■ **KUTIPAN HALAMAN**
————

Catatan Panjang (Tanpa Nama)! Gus Luthfi: Hendaklah PBNU Takut atau Malu kepada Allah

Kehadiran tiga sosok intelektual anti Palestina — Peter Berkowitz, Swapan Dasgupta, dan Os Guinness — sebagai pembicara dalam diskusi Akademi Kepemimpinan Nasional yang digelar Pengurus Besar Nahdlatul Ulama (PBNU), masih menjadi keprihatinan nahdliyin.

KH Luthfi Bashori, putra almaghfurlah KH Bashori Alwi (Malang) ini mengaku prihatin dengan PBNU yang mengundang aktivis Israel dalam sebuah acara penting di negeri ini.

“Hendaklah PBNU takut atau minimal malulah kepada Allah SWT. Sungguh sangat ironis membaca berita ada akademisi yang anti Palestina diundang PBNU,” tegas  Gus Luthfi panggilan akrabnya lewat video pendek berdurasi 03:01 menit terbaca duta.co, Sabtu (30/8/25).

————

■ **LATIHAN TERTULIS 1**
Salin bagian kutipan halaman yang dimulai dengan kata-kata "Kehadiran tiga sosok" dan diakhiri dengan "menjadi keprihatinan nahdliyin." tanpa mengubah apa pun.

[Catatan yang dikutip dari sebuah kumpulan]
————

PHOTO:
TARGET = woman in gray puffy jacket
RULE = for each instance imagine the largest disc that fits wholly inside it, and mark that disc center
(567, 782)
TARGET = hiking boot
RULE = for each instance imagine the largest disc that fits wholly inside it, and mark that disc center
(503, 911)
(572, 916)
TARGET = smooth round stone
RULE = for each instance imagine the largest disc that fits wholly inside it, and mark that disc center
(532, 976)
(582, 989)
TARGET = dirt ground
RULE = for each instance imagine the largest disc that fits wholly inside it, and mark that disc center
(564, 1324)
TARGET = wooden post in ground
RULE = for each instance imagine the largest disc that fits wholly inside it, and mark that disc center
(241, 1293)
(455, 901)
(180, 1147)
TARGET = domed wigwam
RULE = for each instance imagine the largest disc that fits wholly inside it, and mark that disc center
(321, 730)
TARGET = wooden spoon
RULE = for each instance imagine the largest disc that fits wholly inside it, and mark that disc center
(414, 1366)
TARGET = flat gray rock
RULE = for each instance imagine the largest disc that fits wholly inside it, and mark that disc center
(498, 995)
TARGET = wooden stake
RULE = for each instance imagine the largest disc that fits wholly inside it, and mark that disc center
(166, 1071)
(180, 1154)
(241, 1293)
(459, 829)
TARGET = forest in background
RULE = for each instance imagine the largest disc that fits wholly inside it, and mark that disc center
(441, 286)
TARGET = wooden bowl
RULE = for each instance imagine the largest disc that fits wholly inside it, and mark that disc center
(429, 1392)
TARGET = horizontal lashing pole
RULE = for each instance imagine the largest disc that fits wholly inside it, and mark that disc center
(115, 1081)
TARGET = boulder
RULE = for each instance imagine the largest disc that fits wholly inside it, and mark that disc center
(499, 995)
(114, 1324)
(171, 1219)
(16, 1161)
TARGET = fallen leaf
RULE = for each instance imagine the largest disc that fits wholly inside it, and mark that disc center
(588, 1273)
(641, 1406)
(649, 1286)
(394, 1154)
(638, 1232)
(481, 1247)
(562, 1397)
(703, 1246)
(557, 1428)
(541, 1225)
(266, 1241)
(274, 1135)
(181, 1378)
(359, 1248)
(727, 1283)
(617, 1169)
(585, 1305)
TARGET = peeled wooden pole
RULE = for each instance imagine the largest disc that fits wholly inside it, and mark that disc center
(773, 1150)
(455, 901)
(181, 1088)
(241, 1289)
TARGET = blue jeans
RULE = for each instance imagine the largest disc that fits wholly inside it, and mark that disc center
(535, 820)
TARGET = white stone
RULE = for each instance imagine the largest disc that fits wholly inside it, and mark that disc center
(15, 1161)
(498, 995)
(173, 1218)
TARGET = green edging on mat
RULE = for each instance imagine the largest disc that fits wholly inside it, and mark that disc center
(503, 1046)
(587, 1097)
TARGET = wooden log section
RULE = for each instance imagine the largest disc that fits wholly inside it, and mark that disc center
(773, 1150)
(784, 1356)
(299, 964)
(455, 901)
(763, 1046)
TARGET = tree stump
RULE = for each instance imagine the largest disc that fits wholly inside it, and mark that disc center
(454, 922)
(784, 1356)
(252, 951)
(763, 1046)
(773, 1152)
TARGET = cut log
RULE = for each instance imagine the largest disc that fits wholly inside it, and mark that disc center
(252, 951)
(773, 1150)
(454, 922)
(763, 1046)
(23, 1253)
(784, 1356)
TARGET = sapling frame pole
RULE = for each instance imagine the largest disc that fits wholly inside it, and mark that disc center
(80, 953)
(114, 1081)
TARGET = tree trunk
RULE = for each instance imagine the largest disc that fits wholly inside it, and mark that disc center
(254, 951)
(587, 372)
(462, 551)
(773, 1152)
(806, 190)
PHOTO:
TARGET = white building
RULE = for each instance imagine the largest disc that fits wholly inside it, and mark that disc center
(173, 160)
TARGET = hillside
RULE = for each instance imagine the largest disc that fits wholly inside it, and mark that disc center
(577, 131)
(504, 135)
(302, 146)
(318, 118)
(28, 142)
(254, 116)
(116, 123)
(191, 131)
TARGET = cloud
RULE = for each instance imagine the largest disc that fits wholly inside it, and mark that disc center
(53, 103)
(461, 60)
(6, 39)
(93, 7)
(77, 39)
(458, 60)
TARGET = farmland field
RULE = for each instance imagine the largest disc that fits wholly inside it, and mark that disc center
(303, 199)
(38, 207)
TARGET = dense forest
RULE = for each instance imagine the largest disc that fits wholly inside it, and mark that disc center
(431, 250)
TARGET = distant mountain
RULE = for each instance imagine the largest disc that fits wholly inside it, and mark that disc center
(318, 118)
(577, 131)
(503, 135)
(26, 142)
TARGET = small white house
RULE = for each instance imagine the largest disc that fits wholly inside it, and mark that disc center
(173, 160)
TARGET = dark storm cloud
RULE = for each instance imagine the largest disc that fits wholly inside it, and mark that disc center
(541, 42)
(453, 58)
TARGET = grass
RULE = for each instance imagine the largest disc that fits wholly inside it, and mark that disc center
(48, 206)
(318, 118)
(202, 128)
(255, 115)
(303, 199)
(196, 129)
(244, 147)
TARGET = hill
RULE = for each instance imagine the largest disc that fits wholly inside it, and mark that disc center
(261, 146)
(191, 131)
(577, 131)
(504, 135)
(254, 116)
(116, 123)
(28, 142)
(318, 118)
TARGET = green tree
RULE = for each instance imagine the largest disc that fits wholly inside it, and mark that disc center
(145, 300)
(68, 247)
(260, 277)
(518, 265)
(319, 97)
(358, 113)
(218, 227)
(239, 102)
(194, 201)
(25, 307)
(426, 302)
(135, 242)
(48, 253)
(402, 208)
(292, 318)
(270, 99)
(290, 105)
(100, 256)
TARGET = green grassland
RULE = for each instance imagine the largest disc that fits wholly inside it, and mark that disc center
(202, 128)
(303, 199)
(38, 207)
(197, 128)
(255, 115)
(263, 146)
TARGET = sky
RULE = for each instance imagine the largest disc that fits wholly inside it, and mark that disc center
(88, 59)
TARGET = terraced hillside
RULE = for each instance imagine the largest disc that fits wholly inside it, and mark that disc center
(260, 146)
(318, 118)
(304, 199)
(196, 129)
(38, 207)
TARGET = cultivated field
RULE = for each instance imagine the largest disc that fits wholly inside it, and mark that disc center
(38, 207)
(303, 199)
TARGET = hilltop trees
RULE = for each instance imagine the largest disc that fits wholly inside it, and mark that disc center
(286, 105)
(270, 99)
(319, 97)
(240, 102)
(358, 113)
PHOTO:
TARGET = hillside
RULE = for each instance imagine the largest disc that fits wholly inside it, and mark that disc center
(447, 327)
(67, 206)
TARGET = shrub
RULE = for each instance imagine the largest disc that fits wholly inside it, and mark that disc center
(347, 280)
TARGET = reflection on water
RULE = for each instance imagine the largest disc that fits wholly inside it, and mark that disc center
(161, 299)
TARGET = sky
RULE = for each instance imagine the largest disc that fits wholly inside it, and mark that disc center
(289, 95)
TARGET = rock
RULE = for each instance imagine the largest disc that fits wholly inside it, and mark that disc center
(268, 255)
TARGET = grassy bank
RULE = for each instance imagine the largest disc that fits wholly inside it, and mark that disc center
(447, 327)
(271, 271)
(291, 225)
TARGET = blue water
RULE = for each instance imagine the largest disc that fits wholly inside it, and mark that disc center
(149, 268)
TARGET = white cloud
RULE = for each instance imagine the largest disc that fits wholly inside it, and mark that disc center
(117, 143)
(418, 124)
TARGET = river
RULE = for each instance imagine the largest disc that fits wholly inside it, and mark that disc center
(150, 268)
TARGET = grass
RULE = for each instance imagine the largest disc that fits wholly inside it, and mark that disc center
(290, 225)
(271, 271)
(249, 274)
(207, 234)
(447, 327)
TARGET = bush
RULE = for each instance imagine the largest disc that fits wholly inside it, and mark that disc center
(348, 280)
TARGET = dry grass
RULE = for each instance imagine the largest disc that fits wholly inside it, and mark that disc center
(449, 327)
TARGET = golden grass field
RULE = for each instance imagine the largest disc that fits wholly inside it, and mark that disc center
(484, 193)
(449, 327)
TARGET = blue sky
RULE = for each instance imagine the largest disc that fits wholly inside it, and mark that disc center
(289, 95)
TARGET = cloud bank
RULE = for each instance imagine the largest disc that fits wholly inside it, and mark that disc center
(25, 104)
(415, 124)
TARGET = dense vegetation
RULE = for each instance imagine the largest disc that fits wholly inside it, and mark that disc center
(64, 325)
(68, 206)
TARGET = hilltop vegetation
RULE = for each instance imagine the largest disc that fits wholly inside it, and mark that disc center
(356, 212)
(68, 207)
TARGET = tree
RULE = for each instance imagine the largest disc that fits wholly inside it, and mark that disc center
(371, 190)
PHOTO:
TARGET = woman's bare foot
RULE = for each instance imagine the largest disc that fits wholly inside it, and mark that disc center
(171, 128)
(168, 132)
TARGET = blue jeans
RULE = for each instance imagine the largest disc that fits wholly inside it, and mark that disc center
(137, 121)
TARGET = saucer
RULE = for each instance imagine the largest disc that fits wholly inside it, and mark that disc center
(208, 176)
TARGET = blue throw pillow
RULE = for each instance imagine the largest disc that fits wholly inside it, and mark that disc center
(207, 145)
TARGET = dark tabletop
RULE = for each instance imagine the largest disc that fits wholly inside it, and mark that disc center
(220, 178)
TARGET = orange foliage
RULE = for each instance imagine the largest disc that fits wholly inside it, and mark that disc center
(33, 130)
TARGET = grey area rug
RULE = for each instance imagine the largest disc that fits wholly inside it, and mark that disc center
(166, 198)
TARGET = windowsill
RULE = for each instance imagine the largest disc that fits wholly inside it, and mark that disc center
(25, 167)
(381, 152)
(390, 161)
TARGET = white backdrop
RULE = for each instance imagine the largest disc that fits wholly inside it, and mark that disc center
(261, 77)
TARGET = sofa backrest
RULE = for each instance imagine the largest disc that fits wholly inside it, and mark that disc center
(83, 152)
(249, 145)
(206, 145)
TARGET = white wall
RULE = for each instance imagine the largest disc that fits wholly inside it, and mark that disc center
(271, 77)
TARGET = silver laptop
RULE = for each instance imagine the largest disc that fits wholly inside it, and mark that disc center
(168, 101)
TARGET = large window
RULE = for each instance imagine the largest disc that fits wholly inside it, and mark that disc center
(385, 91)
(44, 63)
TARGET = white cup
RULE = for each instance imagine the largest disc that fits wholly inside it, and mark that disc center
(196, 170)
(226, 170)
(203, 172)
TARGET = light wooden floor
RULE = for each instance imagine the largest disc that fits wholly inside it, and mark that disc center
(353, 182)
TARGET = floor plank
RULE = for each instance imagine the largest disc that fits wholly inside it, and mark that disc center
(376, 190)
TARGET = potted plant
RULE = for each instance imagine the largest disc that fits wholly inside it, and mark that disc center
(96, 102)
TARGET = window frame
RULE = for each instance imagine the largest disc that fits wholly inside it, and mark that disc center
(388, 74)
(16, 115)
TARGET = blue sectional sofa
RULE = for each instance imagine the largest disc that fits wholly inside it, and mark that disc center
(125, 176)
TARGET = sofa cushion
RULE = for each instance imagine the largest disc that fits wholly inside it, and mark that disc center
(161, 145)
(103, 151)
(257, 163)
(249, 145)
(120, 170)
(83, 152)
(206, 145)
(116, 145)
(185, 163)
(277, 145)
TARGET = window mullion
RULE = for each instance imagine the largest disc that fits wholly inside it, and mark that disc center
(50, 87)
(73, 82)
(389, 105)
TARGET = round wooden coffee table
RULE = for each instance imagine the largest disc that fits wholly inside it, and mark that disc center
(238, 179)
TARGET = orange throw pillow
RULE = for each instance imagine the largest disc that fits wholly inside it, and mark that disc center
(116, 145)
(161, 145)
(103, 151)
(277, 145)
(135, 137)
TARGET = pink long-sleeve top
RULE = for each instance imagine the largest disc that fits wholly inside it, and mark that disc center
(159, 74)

————

■ **LATIHAN TERTULIS 2**
Tolong ulangi dengan persis bagian catatan dari awal catatan sampai baris yang memuat "(414, 1366)", termasuk baris tersebut.

■ **PENYELESAIAN LENGKAP 1**
Kehadiran tiga sosok intelektual anti Palestina — Peter Berkowitz, Swapan Dasgupta, dan Os Guinness — sebagai pembicara dalam diskusi Akademi Kepemimpinan Nasional yang digelar Pengurus Besar Nahdlatul Ulama (PBNU), masih menjadi keprihatinan nahdliyin.

■ **PENYELESAIAN LENGKAP 2**
PHOTO:
TARGET = woman in gray puffy jacket
RULE = for each instance imagine the largest disc that fits wholly inside it, and mark that disc center
(567, 782)
TARGET = hiking boot
RULE = for each instance imagine the largest disc that fits wholly inside it, and mark that disc center
(503, 911)
(572, 916)
TARGET = smooth round stone
RULE = for each instance imagine the largest disc that fits wholly inside it, and mark that disc center
(532, 976)
(582, 989)
TARGET = dirt ground
RULE = for each instance imagine the largest disc that fits wholly inside it, and mark that disc center
(564, 1324)
TARGET = wooden post in ground
RULE = for each instance imagine the largest disc that fits wholly inside it, and mark that disc center
(241, 1293)
(455, 901)
(180, 1147)
TARGET = domed wigwam
RULE = for each instance imagine the largest disc that fits wholly inside it, and mark that disc center
(321, 730)
TARGET = wooden spoon
RULE = for each instance imagine the largest disc that fits wholly inside it, and mark that disc center
(414, 1366)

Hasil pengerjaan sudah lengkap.